Requirement 1: In the email, whom does the writer thank for capturing the essence of RTC?
Requirement 2: Reproduce the part of the email starting with "What I haven't" and going on through "can't be trusted.".

Article start

What I haven't seen is an explanation why a committer must be treated the
same as a drive-by. Both are subject to requiring "permission"[1] to make
even the simplest of changes under RTC. Even worse, from else-thread, it
sounds like under your control scheme, you don't even allow the committer
to apply their own change [after review]. A committer can give a binding +1
to somebody else's work. But they aren't trusted to give that to their own
work. Just like a drive-by contributor can't be trusted.


[1] thanks to Upayavira for capturing the essence of RTC: it is a
"permission" mechanism for control.

On Wed, Nov 18, 2015 at 3:16 AM, Ross Gardler <>

> Interesting, Todd, can you identify which of your three arguments for CTR
> are not present in RTC.
> Ross
> -----Original Message-----
> From: Todd Lipcon []
> Sent: Tuesday, November 17, 2015 11:23 PM
> To:
> Subject: Re: RTC vs CTR (was: Concerning Sentry...)

Article end
Provided material start

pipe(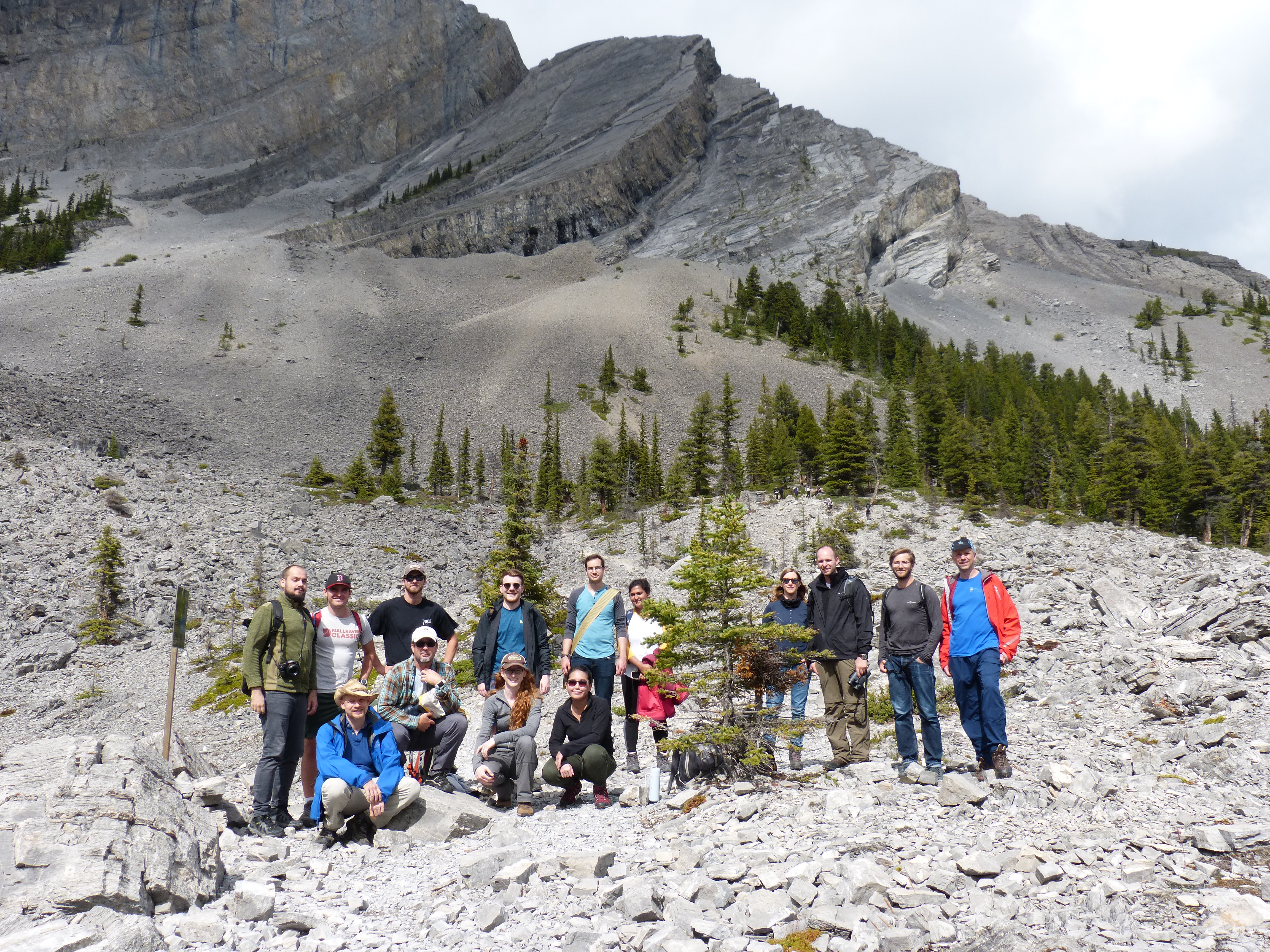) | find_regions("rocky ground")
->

Provided material end

Final result 1: Upayavira

Final result 2:
What I haven't seen is an explanation why a committer must be treated the
same as a drive-by. Both are subject to requiring "permission"[1] to make
even the simplest of changes under RTC. Even worse, from else-thread, it
sounds like under your control scheme, you don't even allow the committer
to apply their own change [after review]. A committer can give a binding +1
to somebody else's work. But they aren't trusted to give that to their own
work. Just like a drive-by contributor can't be trusted.